■ Assignment ■
The blog post below on education cuts and union seniority names the school subjects that Jacksonville will be left with virtually none of. List all of them.
*** Opening of Text under study ***
John McDonald

Blogging about politics, life, and the web

Education Cuts and Union Seniority

April 4th, 2009

Well, there’s a financial crisis and to many politicians the obvious solution is to slash education funding.  Holding those responsible accountable must sound absurd – let’s punish the kids instead and take a mortgage out against their future by reducing their access to the knowledge they need.

Here in Florida, our elected representatives seem intent on achieving the notorious status of “worst in the nation.”  Last time I checked, it was a pretty close race between us, Alabama, Mississippi, and Tennessee.  A few years ago, the voters passed a constitutional amendment that promised to reduce the number of students in a classroom under a single teacher’s supervision, but the legislature managed to create a few dozen loopholes before they decided to completely throw out the voter’s demands.

And now of course, they’re ready to gut the school system even more.  All of these property tax cuts weren’t free, ya know!

Here in Jacksonville, it means virtually no art, music, drama, or physical education unless it is taught by a homeroom teacher that never specialized in the subject.  Don’t worry though, they don’t plan on taking much time out of the schedule for this mediocore substitute.

Yet it may not be the cuts themselves that are the worst of the situation.  The highest level of absurdity at play here is how the teachers will be selected to lose their jobs:  By union seniority.

After spending billions of dollars and years of classtime on tests designed to measure performance, none of that data will be incorporated into the decision of who stays and who goes.  Everyone under the age of 30 can just forget about a teaching job – regardless of what they put into the school or how much the students get out of their educational style.

Now I’m not saying that young teachers are good and more experienced ones are bad, but it is also very clear that some of the senior teachers are literally from “another generation” when it comes to certain things like race relations and the role of religion in public schools.  This is most definitely a southern problem…

So if you’re wondering why the next generation isn’t curing cancer and saving us from environmental destruction, just remember that it was nothing personal.  We have to protect those who have been around a while – because hey – isn’t this collapsing society proof that they’ve done a good job so far?
*** Close of Text under study ***
*** Opening of Extracted data ***
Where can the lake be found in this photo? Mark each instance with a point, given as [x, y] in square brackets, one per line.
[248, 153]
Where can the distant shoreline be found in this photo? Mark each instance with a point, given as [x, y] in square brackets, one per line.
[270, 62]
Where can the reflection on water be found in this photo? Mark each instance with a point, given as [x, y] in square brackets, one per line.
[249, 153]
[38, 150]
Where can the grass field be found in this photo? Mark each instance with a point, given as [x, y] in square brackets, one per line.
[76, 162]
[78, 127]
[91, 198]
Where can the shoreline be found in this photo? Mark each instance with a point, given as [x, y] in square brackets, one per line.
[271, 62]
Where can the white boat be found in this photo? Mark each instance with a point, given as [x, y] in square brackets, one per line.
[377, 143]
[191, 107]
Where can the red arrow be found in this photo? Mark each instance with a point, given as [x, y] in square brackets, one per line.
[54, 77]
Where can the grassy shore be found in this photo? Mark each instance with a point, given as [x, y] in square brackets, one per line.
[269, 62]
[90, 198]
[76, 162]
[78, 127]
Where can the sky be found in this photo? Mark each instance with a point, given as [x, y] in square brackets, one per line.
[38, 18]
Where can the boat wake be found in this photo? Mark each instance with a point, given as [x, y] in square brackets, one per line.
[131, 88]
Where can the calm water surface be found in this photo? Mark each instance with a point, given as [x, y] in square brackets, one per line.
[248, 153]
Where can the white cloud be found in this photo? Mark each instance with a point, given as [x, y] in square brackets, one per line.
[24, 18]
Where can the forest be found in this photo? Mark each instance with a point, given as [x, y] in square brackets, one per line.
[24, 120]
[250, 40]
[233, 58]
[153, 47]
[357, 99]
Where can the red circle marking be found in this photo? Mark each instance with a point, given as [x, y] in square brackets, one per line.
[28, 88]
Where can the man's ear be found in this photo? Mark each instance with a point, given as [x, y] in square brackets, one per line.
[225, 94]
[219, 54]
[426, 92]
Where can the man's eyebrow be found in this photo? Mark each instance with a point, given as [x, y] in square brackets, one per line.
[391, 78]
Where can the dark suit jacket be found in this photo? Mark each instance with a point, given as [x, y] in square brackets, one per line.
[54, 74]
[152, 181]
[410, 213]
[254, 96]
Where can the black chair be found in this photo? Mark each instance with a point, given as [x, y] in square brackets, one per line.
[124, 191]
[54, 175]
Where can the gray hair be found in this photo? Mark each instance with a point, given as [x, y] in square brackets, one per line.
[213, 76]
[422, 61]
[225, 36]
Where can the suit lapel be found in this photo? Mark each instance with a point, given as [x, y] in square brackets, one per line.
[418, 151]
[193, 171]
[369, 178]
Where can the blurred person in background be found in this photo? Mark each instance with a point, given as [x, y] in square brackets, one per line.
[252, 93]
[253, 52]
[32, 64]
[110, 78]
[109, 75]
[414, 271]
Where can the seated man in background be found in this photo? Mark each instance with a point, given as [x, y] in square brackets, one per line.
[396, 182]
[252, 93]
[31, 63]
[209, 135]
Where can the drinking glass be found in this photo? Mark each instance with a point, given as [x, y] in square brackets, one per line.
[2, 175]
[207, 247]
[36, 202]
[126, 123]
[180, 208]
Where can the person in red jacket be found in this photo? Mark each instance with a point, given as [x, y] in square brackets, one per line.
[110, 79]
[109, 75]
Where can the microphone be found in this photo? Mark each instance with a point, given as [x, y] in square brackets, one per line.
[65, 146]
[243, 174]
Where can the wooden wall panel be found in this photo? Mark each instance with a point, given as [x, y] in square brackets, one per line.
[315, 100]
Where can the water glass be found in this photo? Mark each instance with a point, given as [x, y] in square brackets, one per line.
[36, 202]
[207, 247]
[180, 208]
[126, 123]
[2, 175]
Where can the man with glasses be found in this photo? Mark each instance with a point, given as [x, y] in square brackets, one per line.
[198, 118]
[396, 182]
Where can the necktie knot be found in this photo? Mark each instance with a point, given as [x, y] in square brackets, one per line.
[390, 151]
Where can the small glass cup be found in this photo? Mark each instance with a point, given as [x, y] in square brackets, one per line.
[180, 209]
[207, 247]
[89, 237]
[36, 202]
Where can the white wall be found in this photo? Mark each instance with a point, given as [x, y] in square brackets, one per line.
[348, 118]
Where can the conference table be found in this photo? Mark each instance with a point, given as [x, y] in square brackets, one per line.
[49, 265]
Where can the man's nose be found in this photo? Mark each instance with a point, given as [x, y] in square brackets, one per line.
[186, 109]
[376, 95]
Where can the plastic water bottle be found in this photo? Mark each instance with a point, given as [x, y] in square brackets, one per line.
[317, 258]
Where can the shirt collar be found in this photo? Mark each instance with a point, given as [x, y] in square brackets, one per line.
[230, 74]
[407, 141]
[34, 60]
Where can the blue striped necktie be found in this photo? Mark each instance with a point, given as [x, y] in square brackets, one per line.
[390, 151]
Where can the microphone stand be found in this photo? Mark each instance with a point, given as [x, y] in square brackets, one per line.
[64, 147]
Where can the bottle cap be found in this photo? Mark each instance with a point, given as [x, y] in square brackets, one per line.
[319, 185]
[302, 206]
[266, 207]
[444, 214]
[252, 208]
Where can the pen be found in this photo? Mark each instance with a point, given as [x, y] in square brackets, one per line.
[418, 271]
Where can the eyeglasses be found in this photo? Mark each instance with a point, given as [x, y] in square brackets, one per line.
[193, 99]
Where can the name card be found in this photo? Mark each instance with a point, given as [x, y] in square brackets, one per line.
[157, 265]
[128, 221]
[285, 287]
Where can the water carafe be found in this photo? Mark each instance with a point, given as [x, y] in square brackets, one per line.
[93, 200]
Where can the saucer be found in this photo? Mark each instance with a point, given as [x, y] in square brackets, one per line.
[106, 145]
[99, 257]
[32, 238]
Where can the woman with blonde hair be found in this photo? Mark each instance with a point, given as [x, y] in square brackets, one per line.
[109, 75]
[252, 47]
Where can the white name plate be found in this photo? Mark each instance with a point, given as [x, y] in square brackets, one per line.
*** Close of Extracted data ***
*** Opening of Extracted data ***
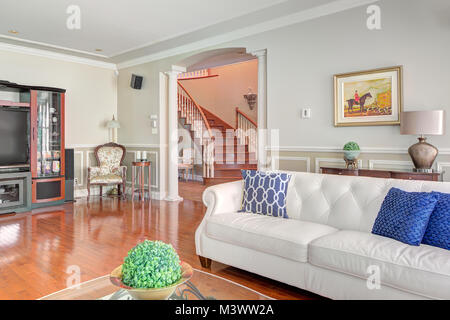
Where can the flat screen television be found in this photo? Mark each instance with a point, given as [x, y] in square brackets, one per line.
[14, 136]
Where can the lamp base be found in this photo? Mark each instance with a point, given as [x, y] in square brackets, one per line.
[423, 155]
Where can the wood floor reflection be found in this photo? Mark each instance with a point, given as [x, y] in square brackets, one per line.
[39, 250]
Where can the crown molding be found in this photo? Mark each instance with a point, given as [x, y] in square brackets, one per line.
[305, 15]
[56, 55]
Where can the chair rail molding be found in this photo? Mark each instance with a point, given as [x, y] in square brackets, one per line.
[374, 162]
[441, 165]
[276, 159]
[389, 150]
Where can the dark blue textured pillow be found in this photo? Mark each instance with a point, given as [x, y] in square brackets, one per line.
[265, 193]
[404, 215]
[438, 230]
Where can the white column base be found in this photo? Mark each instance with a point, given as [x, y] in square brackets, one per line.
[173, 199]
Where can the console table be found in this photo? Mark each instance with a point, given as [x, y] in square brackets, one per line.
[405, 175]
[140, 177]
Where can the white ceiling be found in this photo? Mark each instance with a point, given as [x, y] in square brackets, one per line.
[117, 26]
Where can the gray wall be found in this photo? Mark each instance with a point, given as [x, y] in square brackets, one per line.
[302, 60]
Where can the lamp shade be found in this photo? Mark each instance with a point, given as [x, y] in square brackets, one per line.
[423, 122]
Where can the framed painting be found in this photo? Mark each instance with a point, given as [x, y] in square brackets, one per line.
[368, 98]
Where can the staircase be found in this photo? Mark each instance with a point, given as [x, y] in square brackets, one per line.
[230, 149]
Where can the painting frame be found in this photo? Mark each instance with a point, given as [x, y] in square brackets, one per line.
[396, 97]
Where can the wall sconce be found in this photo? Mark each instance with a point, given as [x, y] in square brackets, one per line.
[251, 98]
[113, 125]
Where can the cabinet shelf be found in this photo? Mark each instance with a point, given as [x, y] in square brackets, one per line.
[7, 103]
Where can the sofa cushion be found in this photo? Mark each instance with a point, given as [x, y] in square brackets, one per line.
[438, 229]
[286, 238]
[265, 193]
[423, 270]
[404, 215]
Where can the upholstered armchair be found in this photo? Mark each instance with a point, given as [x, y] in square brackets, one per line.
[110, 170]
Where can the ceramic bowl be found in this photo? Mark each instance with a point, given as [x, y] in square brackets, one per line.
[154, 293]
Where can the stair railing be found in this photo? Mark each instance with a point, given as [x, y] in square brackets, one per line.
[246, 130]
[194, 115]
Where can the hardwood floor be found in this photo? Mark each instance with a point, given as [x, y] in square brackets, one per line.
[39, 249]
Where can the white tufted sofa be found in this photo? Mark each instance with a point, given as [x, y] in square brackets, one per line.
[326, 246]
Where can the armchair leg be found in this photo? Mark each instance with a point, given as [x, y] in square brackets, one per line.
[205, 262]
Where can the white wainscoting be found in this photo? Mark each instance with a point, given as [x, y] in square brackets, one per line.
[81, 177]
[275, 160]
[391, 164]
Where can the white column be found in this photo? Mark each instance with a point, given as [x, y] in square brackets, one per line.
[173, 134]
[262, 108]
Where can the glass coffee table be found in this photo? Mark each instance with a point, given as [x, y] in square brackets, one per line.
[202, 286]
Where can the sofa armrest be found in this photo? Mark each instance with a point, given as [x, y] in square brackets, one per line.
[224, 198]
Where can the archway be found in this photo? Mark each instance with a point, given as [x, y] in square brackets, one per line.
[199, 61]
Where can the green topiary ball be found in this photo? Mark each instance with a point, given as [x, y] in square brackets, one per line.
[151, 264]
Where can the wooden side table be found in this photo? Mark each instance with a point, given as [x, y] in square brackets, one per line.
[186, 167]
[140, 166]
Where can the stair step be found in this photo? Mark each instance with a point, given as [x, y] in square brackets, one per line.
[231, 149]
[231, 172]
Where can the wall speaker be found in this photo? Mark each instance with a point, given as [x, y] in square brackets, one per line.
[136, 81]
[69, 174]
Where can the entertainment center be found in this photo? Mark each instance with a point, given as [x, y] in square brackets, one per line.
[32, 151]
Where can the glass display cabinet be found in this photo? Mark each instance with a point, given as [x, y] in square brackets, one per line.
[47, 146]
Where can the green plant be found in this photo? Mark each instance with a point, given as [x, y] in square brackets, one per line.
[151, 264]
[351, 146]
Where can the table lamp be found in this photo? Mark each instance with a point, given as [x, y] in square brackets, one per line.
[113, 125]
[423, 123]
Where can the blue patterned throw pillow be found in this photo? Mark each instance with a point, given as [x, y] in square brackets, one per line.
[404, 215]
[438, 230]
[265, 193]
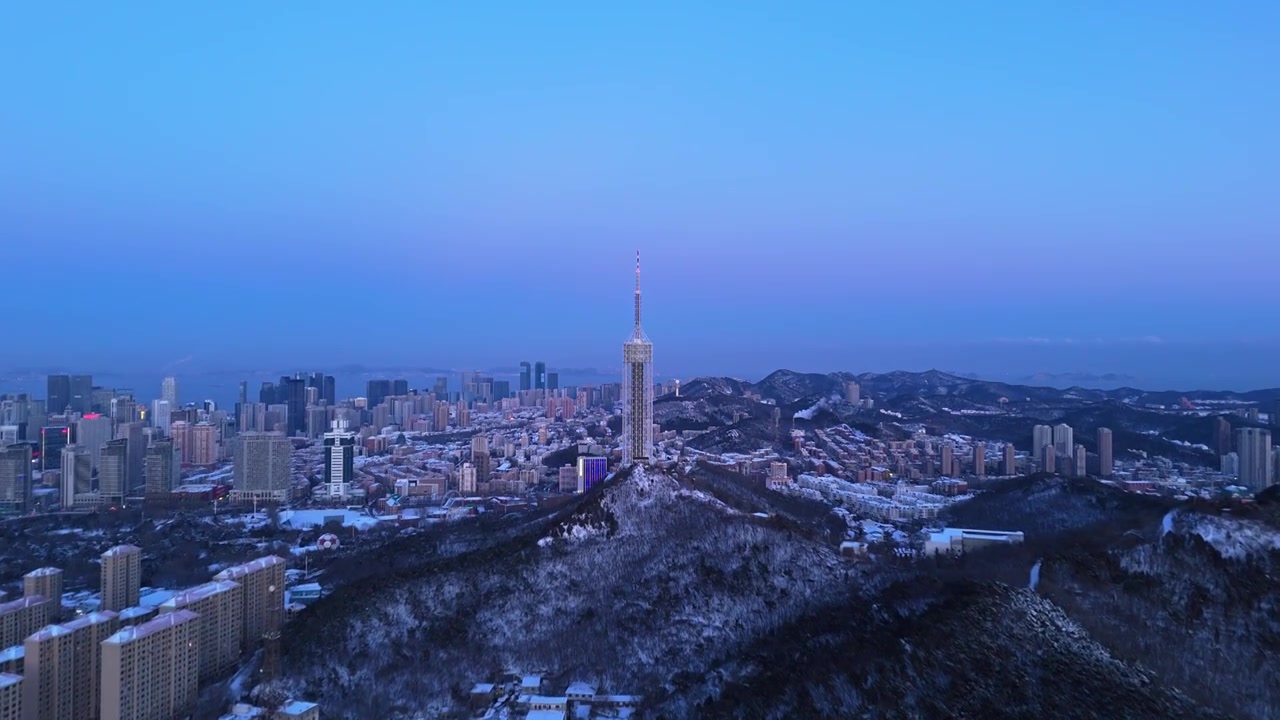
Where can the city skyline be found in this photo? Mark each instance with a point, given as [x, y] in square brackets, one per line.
*** Close of Extracted data ***
*** Opening of Extracted data ***
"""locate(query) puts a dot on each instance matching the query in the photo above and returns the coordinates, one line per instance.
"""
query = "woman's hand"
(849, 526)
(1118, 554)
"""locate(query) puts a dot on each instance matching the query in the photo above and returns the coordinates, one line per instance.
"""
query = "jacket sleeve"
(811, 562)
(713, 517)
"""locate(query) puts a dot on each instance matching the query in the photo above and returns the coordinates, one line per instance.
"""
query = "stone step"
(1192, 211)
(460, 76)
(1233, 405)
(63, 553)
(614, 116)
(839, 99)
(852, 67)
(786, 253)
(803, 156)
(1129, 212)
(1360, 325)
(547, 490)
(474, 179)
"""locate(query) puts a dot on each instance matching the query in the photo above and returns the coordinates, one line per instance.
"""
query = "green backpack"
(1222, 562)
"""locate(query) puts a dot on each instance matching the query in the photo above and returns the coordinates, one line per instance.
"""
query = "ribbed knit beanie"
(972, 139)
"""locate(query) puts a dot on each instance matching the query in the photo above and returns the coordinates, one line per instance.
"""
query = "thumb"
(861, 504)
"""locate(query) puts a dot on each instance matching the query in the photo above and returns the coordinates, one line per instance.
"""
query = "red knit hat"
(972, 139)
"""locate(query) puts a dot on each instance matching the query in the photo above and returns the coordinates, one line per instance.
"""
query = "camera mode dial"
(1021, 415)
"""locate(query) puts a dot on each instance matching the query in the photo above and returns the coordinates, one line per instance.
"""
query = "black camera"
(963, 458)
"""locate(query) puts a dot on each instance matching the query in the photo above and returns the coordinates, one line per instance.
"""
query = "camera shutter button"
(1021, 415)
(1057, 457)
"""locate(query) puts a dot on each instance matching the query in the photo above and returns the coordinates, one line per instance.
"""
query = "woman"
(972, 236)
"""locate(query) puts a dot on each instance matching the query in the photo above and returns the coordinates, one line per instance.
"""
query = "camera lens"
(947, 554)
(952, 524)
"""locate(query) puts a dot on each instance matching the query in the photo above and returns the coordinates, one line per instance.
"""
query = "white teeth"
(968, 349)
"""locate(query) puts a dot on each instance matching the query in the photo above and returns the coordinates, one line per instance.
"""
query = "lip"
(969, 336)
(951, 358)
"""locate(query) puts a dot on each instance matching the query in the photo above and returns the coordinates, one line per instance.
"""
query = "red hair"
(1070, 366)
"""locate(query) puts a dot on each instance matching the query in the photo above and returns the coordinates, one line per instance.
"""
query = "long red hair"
*** Close of Extracted data ***
■ Task result ■
Art, music, drama, and physical education.